About this task
All of the data that follows should be retyped exactly, please, except the pictures.

Supplied records
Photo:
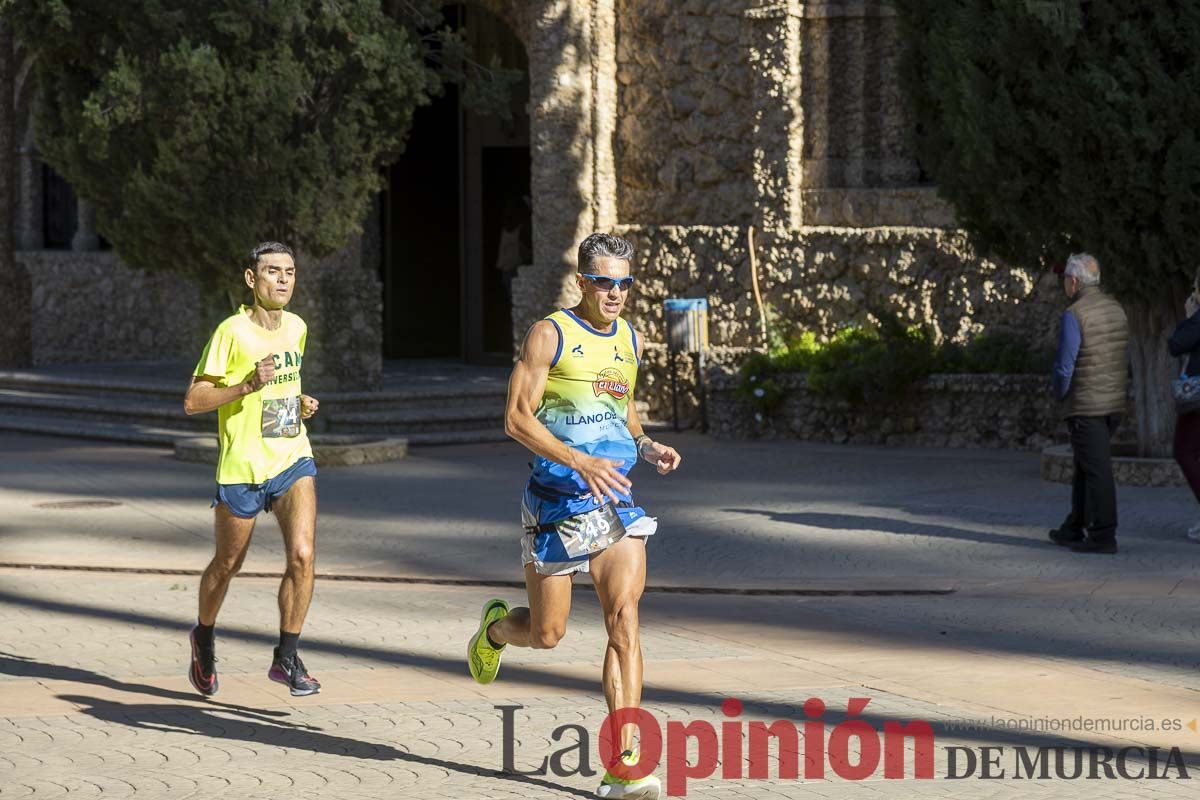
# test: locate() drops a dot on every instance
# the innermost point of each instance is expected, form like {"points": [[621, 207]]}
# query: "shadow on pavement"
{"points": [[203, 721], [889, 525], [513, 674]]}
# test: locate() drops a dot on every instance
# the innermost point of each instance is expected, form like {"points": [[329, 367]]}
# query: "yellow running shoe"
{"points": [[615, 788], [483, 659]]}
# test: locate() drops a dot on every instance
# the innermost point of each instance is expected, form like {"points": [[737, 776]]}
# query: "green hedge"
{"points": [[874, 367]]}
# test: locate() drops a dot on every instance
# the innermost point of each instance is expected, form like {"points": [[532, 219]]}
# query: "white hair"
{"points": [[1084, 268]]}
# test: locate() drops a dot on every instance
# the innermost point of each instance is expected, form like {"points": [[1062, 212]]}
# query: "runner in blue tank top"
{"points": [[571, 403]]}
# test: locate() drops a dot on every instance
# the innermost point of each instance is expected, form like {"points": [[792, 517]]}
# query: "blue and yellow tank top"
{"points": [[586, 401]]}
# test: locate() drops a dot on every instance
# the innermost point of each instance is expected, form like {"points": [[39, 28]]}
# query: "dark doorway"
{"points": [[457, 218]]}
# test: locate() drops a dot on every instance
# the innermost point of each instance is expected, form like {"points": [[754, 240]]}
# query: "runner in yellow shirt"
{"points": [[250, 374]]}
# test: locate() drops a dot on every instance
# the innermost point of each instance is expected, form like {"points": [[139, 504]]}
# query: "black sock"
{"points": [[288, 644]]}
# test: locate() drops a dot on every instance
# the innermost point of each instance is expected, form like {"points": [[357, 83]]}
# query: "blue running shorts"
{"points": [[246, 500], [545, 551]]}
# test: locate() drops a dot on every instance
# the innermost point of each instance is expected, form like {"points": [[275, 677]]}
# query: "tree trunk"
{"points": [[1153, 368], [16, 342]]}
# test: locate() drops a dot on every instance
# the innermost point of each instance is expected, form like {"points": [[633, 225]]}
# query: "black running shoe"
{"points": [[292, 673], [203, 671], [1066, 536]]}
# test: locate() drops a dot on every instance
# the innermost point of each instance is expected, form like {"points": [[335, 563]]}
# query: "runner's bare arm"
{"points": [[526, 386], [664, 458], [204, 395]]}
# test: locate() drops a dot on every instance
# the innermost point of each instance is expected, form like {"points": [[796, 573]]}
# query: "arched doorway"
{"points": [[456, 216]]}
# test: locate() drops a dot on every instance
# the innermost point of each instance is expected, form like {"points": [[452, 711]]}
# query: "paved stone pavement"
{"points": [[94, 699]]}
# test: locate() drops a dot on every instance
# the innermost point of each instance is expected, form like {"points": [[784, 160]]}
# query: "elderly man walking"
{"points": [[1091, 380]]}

Answer box
Photo:
# test: locate() drops a dot on every instance
# the innermost point of each instance is expected, form like {"points": [[621, 207]]}
# query: "shadow on pavement"
{"points": [[203, 721], [889, 525], [513, 674]]}
# test: locate() drops a dot on every instance
# the innermost point of each instance is expected, form like {"points": [[329, 367]]}
# query: "yellow running shoe"
{"points": [[615, 788], [483, 659]]}
# test: locate() drops a dot on every instance
# the innermost point of each instance is expected, form like {"points": [[737, 776]]}
# query: "green hedge"
{"points": [[874, 367]]}
# test: locate() drops a dot on every instance
# the innermost point of each instance is expected, form like {"points": [[532, 219]]}
# query: "white hair"
{"points": [[1084, 268]]}
# test: locate() drops a dot on every instance
# the innermost point of each instance is expected, form like {"points": [[1062, 212]]}
# query: "runner in blue tank top"
{"points": [[571, 403]]}
# test: locate() drops a dot on every instance
# the innermost point of each instance is expected, form like {"points": [[792, 517]]}
# query: "blue and yellow tank top"
{"points": [[586, 401]]}
# test: locate() drops a dot on every instance
# the innermost point of each instance is expected, form like {"points": [[39, 28]]}
# query: "dark doorway"
{"points": [[457, 218]]}
# test: locate() drops a dot on every instance
# the innermost point of each instance is expected, form like {"points": [[754, 240]]}
# query: "runner in yellow shirt"
{"points": [[250, 374]]}
# test: locate() drops a dot on every instance
# the innermost point of each instance is expected, form like {"points": [[139, 504]]}
# query: "black sock"
{"points": [[288, 644]]}
# test: locate() drops a dot on every instance
# the innermost point of each instance is expected, form like {"points": [[357, 83]]}
# query: "blue running shorts"
{"points": [[246, 500], [545, 551]]}
# test: locate() drops a dot on every instance
# the innermost point of each instance is expected, form like {"points": [[275, 677]]}
# query: "tree trunk"
{"points": [[1153, 368], [16, 342]]}
# test: locate() drops a dot on every instance
# the innermost point of each instance is expected, form like {"points": [[633, 225]]}
# query: "black running shoe"
{"points": [[292, 673], [203, 671], [1066, 536]]}
# test: locate() drops a dot on every instance
# the innermost point of each instance is expected, form like {"points": [[335, 563]]}
# query: "runner's bare arm"
{"points": [[526, 386], [664, 458], [204, 395]]}
# test: locate() drops a dot on every instance
# the innermost point of each instance is expected, form like {"points": [[796, 573]]}
# query: "arched doorway"
{"points": [[456, 216]]}
# test: locate() drops a dot on every instance
# the innermost point of each instance is expected, form like {"points": [[452, 711]]}
# query: "paved stone pavement"
{"points": [[94, 699]]}
# test: locate() drops a dot on every instance
# the innermost point of each instance is expected, form like {"points": [[784, 160]]}
# query: "elderly man walking"
{"points": [[1091, 380]]}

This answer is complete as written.